===== Extracted records

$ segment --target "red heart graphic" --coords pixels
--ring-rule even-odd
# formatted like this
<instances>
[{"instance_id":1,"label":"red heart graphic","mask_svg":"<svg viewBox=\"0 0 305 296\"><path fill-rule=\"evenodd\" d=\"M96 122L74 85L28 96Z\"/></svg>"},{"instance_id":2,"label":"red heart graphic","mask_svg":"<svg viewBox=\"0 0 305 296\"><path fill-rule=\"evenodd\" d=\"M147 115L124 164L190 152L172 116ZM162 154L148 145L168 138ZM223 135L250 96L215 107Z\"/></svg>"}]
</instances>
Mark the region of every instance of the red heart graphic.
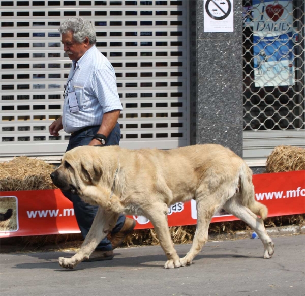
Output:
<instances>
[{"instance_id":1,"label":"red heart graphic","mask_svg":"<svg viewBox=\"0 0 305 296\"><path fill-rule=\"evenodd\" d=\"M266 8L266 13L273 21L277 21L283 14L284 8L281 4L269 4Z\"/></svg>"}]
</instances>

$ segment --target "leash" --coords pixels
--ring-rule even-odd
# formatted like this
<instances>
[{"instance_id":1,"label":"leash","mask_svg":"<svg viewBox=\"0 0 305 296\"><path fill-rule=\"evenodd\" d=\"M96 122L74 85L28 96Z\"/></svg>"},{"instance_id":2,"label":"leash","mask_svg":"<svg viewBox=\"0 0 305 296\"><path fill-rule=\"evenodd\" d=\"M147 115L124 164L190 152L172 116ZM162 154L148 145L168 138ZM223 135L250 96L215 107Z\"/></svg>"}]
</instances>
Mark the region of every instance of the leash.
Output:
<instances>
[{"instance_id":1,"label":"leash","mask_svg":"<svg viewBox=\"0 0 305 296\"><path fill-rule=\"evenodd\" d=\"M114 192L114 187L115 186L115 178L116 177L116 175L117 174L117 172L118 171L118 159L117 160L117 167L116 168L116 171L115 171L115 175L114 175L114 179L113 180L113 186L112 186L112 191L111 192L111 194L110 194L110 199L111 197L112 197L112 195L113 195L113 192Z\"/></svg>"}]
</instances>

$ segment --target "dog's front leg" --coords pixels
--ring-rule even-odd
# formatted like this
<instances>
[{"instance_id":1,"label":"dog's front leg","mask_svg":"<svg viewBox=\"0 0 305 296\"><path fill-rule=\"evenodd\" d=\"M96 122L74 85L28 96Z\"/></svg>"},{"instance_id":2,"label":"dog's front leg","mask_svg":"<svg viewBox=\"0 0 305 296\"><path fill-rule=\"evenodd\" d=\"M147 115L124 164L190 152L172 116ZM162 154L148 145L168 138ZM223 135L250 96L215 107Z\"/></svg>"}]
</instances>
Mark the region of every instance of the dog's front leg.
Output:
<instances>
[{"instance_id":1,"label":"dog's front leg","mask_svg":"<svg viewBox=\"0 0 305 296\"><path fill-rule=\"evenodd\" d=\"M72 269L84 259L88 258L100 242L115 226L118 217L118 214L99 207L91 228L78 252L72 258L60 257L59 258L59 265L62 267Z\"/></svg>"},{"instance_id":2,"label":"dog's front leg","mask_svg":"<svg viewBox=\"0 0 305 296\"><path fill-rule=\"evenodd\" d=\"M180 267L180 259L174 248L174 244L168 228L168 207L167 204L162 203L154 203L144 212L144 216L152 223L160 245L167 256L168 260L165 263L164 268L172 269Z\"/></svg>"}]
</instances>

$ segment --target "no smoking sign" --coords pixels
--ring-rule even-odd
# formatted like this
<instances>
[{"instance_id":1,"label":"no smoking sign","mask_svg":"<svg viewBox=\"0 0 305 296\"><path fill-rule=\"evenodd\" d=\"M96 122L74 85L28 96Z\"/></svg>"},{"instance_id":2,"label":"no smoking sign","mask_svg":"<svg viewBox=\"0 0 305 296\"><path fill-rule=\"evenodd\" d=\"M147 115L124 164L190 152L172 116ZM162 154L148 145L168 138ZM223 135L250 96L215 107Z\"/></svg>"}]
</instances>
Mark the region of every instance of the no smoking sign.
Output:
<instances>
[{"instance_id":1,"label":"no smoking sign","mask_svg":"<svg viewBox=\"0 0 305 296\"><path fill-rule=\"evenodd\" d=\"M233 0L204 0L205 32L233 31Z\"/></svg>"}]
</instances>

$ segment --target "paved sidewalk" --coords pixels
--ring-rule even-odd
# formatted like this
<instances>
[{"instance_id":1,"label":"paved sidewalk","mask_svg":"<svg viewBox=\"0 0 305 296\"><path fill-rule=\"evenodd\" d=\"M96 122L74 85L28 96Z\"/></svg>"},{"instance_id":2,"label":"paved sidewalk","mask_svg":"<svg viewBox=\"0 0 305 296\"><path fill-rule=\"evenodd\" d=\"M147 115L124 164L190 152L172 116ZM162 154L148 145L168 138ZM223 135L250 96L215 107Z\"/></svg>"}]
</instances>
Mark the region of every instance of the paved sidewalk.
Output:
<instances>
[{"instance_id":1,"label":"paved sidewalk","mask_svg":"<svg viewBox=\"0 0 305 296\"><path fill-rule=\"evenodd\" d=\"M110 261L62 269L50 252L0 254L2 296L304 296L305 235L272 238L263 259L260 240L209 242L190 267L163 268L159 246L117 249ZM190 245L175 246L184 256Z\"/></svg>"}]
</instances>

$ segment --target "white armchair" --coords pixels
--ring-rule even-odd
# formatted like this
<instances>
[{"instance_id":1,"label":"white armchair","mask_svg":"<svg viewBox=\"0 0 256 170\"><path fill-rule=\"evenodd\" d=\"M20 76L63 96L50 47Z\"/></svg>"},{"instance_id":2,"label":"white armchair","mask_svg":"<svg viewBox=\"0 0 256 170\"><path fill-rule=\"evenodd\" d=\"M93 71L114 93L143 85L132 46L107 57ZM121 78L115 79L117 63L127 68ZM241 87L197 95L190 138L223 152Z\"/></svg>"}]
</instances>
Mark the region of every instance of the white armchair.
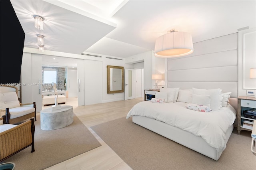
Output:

==========

Every record must be copied exactly, with the pictures left out.

Output for this exercise —
$ segment --target "red heart graphic" --coords pixels
--ring-rule even-odd
# formatted like this
<instances>
[{"instance_id":1,"label":"red heart graphic","mask_svg":"<svg viewBox=\"0 0 305 296\"><path fill-rule=\"evenodd\" d=\"M96 122L74 85L28 96Z\"/></svg>"},{"instance_id":2,"label":"red heart graphic","mask_svg":"<svg viewBox=\"0 0 305 296\"><path fill-rule=\"evenodd\" d=\"M147 115L124 164L190 152L172 116ZM162 154L148 145L168 138ZM223 135L250 96L215 107Z\"/></svg>"}]
</instances>
Mark the region of every instance of the red heart graphic.
Output:
<instances>
[{"instance_id":1,"label":"red heart graphic","mask_svg":"<svg viewBox=\"0 0 305 296\"><path fill-rule=\"evenodd\" d=\"M266 8L266 13L273 21L277 21L283 14L284 8L281 4L269 4Z\"/></svg>"}]
</instances>

$ segment --target "leash" --coords pixels
--ring-rule even-odd
# formatted like this
<instances>
[{"instance_id":1,"label":"leash","mask_svg":"<svg viewBox=\"0 0 305 296\"><path fill-rule=\"evenodd\" d=\"M96 122L74 85L28 96Z\"/></svg>"},{"instance_id":2,"label":"leash","mask_svg":"<svg viewBox=\"0 0 305 296\"><path fill-rule=\"evenodd\" d=\"M147 115L124 164L190 152L172 116ZM162 154L148 145L168 138ZM223 135L250 96L215 107Z\"/></svg>"}]
</instances>
Mark the region of every instance of the leash.
Output:
<instances>
[{"instance_id":1,"label":"leash","mask_svg":"<svg viewBox=\"0 0 305 296\"><path fill-rule=\"evenodd\" d=\"M114 192L114 187L115 186L115 178L116 177L116 175L117 174L117 172L118 171L118 159L117 160L117 167L116 168L116 171L115 171L115 175L114 175L114 179L113 180L113 186L112 186L112 191L111 192L111 194L110 194L110 199L111 197L112 197L112 195L113 195L113 192Z\"/></svg>"}]
</instances>

$ segment --target "dog's front leg" --coords pixels
--ring-rule even-odd
# formatted like this
<instances>
[{"instance_id":1,"label":"dog's front leg","mask_svg":"<svg viewBox=\"0 0 305 296\"><path fill-rule=\"evenodd\" d=\"M96 122L74 85L28 96Z\"/></svg>"},{"instance_id":2,"label":"dog's front leg","mask_svg":"<svg viewBox=\"0 0 305 296\"><path fill-rule=\"evenodd\" d=\"M147 115L124 164L190 152L172 116ZM162 154L148 145L168 138ZM223 135L250 96L215 107Z\"/></svg>"}]
</instances>
Mark the region of every instance of the dog's front leg.
Output:
<instances>
[{"instance_id":1,"label":"dog's front leg","mask_svg":"<svg viewBox=\"0 0 305 296\"><path fill-rule=\"evenodd\" d=\"M72 269L84 259L88 258L100 242L115 226L118 217L118 214L99 207L91 228L78 252L72 258L60 257L59 258L59 265L62 267Z\"/></svg>"},{"instance_id":2,"label":"dog's front leg","mask_svg":"<svg viewBox=\"0 0 305 296\"><path fill-rule=\"evenodd\" d=\"M180 267L180 259L174 248L174 244L168 228L168 207L167 204L162 203L154 203L144 212L144 216L152 223L160 245L167 256L168 260L165 263L164 268L172 269Z\"/></svg>"}]
</instances>

$ segment --target "no smoking sign" --coords pixels
--ring-rule even-odd
# formatted like this
<instances>
[{"instance_id":1,"label":"no smoking sign","mask_svg":"<svg viewBox=\"0 0 305 296\"><path fill-rule=\"evenodd\" d=\"M96 122L74 85L28 96Z\"/></svg>"},{"instance_id":2,"label":"no smoking sign","mask_svg":"<svg viewBox=\"0 0 305 296\"><path fill-rule=\"evenodd\" d=\"M147 115L124 164L190 152L172 116ZM162 154L148 145L168 138ZM223 135L250 96L215 107Z\"/></svg>"}]
</instances>
Mark the region of every instance of the no smoking sign.
Output:
<instances>
[{"instance_id":1,"label":"no smoking sign","mask_svg":"<svg viewBox=\"0 0 305 296\"><path fill-rule=\"evenodd\" d=\"M233 0L204 0L205 32L233 31Z\"/></svg>"}]
</instances>

$ segment --target "paved sidewalk" --coords pixels
--ring-rule even-odd
# formatted like this
<instances>
[{"instance_id":1,"label":"paved sidewalk","mask_svg":"<svg viewBox=\"0 0 305 296\"><path fill-rule=\"evenodd\" d=\"M96 122L74 85L28 96Z\"/></svg>"},{"instance_id":2,"label":"paved sidewalk","mask_svg":"<svg viewBox=\"0 0 305 296\"><path fill-rule=\"evenodd\" d=\"M147 115L124 164L190 152L172 116ZM162 154L148 145L168 138ZM223 135L250 96L215 107Z\"/></svg>"}]
</instances>
Mark the region of every instance of the paved sidewalk.
Output:
<instances>
[{"instance_id":1,"label":"paved sidewalk","mask_svg":"<svg viewBox=\"0 0 305 296\"><path fill-rule=\"evenodd\" d=\"M110 261L62 269L50 252L0 254L2 296L304 296L305 235L272 238L263 259L260 240L209 242L190 267L163 268L159 246L117 249ZM190 245L175 246L184 256Z\"/></svg>"}]
</instances>

$ segment --target "white armchair" --coords pixels
--ring-rule even-odd
# formatted like this
<instances>
[{"instance_id":1,"label":"white armchair","mask_svg":"<svg viewBox=\"0 0 256 170\"><path fill-rule=\"evenodd\" d=\"M20 76L63 96L50 47Z\"/></svg>"},{"instance_id":2,"label":"white armchair","mask_svg":"<svg viewBox=\"0 0 256 170\"><path fill-rule=\"evenodd\" d=\"M93 71L114 93L143 85L132 46L107 57ZM121 78L115 79L117 63L127 68ZM241 87L197 95L190 138L223 152Z\"/></svg>"}]
</instances>
Mark the region of every instance of the white armchair.
Output:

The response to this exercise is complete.